Write-Heavy Workloads

For write-heavy scenarios, minimize contention:

# GOOD: Partition writes to reduce conflicts
async def record_page_view(page_id, user_id):
    # Use time-based partitioning
    partition_key = f"{page_id}_{datetime.now().hour}"

    client = Client(host="localhost", port=3141)

    async with client.connection() as conn:
        await conn.execute("""
            MERGE (counter:PageViewCounter {key: $key})
            ON CREATE SET counter.views = 1
            ON MATCH SET counter.views = counter.views + 1
        """, {"key": partition_key})

# BAD: Single hot counter (high contention)
async def record_page_view_bad(page_id):
    client = Client(host="localhost", port=3141)
    async with client.connection() as conn:
        await conn.execute("""
            MATCH (page:Page {id: $id})
            SET page.view_count = page.view_count + 1
        """, {"id": page_id})

Troubleshooting Concurrency Issues

Symptom: High Transaction Abort Rate

Diagnosis:

-- Check transaction statistics
SHOW STATUS LIKE 'transaction_%';
-- Look for: transaction_aborts, transaction_conflicts

Solutions:

  1. Lower isolation level if consistency requirements permit
  2. Reduce transaction scope (fewer operations per transaction)

> _What you have to do_: Reproduce the passage of the write-heavy workloads excerpt that runs from "ON CREATE SET" up to and including "counter (high contention)". The records have no connection to the write-heavy workloads excerpt.

> _Entries shown_:
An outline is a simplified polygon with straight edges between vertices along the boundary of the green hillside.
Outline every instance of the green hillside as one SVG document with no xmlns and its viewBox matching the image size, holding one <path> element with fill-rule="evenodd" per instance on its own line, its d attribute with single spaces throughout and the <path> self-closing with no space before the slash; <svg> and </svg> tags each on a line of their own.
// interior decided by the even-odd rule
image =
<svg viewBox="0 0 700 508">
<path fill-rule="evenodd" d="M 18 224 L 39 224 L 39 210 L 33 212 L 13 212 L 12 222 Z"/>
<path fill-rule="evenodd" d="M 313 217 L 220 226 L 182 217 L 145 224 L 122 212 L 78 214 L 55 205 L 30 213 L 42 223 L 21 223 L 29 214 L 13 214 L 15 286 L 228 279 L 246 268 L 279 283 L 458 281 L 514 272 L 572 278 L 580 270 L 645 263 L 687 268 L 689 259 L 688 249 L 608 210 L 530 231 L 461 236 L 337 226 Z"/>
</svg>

> _Answer to this task_:
ON CREATE SET counter.views = 1
            ON MATCH SET counter.views = counter.views + 1
        """, {"key": partition_key})

# BAD: Single hot counter (high contention)